→ **Records from a dataset**
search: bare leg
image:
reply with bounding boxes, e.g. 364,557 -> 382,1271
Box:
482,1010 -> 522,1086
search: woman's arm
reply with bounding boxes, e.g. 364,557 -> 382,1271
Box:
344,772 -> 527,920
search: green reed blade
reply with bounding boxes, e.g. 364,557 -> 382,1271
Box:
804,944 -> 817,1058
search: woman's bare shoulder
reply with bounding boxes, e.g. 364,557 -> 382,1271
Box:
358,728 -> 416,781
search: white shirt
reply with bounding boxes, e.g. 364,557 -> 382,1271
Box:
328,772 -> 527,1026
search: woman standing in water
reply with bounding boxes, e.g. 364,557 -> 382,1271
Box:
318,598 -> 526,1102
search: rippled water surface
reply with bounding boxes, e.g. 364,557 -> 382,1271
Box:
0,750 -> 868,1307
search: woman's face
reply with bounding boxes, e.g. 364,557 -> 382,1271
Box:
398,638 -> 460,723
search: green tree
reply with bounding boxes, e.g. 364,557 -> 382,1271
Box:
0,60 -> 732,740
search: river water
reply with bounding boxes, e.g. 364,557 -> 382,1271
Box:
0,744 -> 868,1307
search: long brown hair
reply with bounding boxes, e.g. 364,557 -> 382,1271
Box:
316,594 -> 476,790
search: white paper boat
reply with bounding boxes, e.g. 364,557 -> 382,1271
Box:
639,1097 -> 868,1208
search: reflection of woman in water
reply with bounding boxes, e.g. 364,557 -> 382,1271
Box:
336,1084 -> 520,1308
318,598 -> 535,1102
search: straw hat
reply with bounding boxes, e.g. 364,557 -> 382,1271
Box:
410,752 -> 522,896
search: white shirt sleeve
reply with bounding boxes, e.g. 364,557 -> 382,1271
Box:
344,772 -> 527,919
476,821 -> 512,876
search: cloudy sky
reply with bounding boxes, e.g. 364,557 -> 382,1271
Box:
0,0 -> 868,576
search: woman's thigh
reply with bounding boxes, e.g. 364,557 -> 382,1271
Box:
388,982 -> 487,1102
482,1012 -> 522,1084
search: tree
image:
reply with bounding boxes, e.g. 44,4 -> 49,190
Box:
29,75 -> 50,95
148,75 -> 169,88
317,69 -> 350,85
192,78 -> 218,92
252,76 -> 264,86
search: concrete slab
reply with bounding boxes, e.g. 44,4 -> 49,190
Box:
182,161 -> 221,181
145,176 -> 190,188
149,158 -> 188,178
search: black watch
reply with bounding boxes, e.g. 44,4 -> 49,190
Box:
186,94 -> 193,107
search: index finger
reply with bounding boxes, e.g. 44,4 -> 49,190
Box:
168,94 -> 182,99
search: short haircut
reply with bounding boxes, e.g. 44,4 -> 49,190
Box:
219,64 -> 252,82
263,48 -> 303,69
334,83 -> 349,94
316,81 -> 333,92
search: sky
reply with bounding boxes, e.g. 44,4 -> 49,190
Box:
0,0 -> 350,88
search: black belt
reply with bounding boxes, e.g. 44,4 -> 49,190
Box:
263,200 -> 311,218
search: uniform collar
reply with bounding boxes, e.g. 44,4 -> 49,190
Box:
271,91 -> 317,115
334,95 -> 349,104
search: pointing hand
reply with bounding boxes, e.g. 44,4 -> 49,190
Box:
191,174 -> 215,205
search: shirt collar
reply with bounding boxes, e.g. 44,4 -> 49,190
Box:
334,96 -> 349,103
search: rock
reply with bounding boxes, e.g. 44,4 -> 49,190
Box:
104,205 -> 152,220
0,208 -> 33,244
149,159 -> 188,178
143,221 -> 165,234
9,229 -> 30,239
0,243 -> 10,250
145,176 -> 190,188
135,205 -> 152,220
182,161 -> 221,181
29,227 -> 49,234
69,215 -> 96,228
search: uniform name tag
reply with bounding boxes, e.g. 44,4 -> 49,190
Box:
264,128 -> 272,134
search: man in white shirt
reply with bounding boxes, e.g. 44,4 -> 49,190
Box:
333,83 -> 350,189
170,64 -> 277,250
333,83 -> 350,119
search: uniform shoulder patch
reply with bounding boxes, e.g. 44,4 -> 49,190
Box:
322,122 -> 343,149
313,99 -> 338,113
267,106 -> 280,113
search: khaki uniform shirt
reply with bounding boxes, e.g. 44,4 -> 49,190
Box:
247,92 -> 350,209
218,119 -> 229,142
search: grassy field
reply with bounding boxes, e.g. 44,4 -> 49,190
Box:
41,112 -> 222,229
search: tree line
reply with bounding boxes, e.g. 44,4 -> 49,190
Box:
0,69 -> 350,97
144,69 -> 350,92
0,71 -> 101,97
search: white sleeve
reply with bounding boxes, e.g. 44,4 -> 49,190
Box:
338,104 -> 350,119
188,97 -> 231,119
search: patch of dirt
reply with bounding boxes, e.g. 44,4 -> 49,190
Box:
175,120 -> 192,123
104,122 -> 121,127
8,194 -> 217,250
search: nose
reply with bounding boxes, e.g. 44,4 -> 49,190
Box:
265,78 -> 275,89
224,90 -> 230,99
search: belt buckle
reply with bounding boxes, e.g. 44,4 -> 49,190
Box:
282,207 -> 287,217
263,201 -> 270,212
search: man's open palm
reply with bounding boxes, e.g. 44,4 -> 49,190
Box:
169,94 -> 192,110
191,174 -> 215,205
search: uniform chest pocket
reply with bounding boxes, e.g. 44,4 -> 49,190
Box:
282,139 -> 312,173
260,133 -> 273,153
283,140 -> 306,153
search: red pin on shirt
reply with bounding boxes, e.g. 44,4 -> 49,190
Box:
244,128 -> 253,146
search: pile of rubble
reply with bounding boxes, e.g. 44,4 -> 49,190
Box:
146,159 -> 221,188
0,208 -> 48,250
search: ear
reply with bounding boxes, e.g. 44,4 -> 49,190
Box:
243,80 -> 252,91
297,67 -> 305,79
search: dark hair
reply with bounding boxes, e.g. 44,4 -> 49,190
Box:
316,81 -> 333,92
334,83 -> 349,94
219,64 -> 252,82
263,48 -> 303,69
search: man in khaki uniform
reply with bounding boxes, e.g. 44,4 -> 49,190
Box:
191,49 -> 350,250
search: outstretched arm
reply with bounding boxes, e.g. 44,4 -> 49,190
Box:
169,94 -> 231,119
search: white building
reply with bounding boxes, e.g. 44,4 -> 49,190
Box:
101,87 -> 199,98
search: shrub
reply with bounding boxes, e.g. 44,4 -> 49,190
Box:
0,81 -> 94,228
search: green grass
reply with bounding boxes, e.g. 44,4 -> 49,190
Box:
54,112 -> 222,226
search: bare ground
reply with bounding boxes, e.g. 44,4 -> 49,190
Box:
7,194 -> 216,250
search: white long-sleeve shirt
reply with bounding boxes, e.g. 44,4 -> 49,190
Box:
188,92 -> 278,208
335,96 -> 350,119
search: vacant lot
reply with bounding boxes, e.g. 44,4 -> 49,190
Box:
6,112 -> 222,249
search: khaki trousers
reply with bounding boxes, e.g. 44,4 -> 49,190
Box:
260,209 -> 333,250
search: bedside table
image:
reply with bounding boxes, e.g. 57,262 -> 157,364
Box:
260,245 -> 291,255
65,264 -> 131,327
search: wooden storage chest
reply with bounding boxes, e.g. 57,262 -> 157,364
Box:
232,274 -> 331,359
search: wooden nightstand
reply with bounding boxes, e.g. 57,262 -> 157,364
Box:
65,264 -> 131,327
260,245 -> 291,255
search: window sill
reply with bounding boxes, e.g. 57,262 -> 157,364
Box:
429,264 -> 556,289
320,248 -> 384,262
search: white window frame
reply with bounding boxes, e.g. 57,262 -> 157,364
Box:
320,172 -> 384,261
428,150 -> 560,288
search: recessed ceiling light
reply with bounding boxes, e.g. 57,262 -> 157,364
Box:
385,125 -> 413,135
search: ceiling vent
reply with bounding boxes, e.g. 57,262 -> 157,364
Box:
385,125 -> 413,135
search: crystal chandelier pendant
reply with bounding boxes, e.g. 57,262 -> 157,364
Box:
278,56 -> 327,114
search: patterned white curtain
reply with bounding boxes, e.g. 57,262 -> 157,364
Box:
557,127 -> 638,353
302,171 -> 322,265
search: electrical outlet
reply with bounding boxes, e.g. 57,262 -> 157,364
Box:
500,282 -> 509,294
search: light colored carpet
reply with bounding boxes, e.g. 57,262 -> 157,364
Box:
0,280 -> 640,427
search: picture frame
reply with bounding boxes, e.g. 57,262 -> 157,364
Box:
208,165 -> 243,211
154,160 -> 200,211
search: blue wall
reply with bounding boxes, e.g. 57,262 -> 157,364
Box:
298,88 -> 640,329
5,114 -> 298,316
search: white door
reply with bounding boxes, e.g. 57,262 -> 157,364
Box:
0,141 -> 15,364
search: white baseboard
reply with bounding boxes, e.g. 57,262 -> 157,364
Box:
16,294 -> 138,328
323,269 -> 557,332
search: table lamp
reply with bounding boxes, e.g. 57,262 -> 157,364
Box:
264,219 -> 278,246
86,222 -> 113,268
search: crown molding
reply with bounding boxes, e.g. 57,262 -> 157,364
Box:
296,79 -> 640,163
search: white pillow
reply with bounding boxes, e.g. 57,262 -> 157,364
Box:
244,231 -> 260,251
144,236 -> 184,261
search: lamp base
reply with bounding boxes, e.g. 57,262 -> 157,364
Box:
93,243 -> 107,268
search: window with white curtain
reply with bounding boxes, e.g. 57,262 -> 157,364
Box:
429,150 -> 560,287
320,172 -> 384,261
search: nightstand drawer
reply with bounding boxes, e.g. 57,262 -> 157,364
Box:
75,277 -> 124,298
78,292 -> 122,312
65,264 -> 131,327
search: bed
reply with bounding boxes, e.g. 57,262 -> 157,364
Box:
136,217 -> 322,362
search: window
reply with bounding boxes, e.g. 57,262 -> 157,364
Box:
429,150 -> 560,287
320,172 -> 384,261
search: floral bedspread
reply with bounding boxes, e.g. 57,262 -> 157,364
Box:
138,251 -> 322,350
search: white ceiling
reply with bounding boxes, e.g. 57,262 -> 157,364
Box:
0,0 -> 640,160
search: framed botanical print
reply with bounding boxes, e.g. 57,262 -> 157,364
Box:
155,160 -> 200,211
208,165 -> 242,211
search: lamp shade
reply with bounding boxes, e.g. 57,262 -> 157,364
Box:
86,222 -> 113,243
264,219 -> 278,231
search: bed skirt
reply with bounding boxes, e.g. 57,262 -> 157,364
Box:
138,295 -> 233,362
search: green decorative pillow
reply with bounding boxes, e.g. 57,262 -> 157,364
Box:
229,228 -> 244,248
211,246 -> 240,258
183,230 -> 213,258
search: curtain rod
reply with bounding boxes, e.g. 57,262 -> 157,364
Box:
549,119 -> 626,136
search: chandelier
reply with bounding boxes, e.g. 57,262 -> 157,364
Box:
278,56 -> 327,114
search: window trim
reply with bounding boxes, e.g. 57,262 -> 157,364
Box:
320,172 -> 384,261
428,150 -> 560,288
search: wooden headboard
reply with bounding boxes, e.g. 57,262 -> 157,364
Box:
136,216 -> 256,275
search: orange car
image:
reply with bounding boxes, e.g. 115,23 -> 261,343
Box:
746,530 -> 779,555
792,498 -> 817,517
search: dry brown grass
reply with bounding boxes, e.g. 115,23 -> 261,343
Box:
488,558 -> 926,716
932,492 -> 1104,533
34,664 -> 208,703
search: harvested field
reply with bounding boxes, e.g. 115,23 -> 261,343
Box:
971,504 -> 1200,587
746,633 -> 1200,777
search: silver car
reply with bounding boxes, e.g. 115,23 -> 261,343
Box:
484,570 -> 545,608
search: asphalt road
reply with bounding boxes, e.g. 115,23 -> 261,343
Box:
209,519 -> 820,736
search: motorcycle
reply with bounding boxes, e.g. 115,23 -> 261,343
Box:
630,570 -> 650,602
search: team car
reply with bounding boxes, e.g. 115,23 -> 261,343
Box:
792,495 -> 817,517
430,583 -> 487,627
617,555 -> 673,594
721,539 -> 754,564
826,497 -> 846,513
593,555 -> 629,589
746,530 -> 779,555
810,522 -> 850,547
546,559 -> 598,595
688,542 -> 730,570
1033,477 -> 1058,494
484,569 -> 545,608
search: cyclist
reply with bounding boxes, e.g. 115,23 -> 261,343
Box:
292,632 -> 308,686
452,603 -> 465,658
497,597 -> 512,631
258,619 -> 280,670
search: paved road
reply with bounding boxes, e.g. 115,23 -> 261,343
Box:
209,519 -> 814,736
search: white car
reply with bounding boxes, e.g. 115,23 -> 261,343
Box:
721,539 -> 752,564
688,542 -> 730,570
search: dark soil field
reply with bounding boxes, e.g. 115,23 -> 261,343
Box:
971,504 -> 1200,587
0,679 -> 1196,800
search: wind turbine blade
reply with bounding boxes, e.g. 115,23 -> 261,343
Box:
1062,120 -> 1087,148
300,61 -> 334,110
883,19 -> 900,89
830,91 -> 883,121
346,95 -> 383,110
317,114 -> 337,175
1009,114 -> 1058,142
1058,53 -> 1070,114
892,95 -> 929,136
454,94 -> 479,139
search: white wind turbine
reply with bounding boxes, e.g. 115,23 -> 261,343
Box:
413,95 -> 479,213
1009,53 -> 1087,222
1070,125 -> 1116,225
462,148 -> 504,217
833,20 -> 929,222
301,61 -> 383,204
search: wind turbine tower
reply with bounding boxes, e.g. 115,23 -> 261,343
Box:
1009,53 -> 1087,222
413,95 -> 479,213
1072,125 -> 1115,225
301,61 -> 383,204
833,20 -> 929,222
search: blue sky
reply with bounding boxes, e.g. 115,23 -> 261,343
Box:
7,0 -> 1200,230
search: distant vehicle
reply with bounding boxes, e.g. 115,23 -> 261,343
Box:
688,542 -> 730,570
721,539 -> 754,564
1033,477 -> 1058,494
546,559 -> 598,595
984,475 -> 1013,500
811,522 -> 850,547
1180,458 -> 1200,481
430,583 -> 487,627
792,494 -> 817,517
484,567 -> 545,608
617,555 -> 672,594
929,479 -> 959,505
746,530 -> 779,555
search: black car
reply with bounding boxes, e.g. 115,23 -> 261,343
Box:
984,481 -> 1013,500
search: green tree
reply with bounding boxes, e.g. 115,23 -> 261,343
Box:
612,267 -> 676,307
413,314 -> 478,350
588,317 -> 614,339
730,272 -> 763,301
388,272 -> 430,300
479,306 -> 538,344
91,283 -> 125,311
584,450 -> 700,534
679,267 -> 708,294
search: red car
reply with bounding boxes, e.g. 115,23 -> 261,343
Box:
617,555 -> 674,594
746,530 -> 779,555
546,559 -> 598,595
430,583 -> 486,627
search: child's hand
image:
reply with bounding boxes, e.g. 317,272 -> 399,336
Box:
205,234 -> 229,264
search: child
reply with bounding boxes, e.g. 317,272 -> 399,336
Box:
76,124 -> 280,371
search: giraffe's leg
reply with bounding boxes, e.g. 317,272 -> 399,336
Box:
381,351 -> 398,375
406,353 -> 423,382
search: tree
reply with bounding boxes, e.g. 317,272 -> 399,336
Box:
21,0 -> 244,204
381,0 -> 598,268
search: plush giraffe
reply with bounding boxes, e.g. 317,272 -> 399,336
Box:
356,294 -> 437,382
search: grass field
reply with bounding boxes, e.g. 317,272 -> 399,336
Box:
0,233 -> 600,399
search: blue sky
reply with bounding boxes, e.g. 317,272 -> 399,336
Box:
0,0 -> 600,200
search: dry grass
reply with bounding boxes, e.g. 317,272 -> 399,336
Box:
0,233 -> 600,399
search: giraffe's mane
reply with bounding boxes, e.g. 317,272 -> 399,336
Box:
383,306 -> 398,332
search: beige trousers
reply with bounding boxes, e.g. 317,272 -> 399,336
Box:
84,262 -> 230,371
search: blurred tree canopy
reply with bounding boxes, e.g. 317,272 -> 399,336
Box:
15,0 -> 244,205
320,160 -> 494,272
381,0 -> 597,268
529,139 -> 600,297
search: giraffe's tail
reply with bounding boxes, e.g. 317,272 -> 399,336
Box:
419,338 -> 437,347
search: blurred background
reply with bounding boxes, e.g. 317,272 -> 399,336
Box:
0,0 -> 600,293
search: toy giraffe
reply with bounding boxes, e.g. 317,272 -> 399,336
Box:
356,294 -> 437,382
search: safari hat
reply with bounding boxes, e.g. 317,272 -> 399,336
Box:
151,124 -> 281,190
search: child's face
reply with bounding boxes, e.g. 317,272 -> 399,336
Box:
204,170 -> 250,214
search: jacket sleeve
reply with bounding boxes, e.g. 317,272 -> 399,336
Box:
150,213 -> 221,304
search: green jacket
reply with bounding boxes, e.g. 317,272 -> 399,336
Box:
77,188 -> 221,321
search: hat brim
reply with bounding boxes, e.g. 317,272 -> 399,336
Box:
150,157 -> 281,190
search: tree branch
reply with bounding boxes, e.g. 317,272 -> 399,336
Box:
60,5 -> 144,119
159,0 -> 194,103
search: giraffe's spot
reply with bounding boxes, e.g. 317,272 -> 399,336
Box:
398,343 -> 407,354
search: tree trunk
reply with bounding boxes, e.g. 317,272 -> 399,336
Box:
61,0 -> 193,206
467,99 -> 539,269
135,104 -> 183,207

→ **TASK STATEMENT**
Reproduce everything in the listing from the line containing "search: khaki uniform shirt" down to the line containing "101,87 -> 199,98", with "pile of rubble" changed to "heap of rubble" and nothing else altered.

→ **WRITTEN RESPONSE**
search: khaki uniform shirt
reply with bounding boxes, e.g. 44,4 -> 49,190
Box:
247,92 -> 350,209
218,119 -> 229,142
search: grassy field
reply with bounding boxes, e.g. 44,4 -> 49,190
Box:
41,112 -> 222,229
search: tree line
reply with bounding boxes, e.g. 44,4 -> 49,190
Box:
0,69 -> 350,97
144,69 -> 350,92
0,71 -> 101,97
search: white sleeve
reply with bounding boxes, e.g. 44,4 -> 49,190
Box:
338,104 -> 350,119
188,97 -> 231,119
search: patch of dirt
reply with bounding boxes, e.g. 44,4 -> 49,190
Box:
175,120 -> 192,123
104,122 -> 121,127
8,194 -> 217,250
search: nose
reply with bounding boxes, e.g. 44,4 -> 49,190
Box:
265,78 -> 275,89
224,90 -> 230,99
search: belt buckle
reply with bounding boxes, e.g. 44,4 -> 49,190
Box:
282,207 -> 287,217
263,201 -> 270,212
search: man's open palm
reply with bounding boxes, e.g. 44,4 -> 49,190
Box:
169,94 -> 192,110
191,174 -> 215,205
search: uniform chest pocket
reply with bounding boxes, e.g. 44,4 -> 49,190
Box:
282,139 -> 312,173
260,133 -> 273,153
283,140 -> 306,153
search: red pin on shirt
reply with bounding boxes, e.g. 44,4 -> 49,190
Box:
244,128 -> 253,146
search: heap of rubble
reply with bounding boxes, e.g. 44,4 -> 49,190
Box:
146,159 -> 221,188
0,208 -> 48,250
search: ear
reply with bounding boxes, e.g. 44,4 -> 49,190
Box:
243,80 -> 252,91
297,67 -> 305,79
search: dark hair
reply with bounding boxes, e.g. 44,4 -> 49,190
Box:
316,81 -> 333,92
334,83 -> 349,94
219,64 -> 252,82
263,48 -> 303,69
search: man in khaki uniform
reply with bounding boxes, e.g. 44,4 -> 49,190
Box:
191,49 -> 350,250
search: outstretched arm
reply with bounding boxes, e.g. 44,4 -> 49,190
Box:
169,94 -> 231,119
search: white building
reply with bounding boxes, e.g. 44,4 -> 49,190
Box:
101,87 -> 199,98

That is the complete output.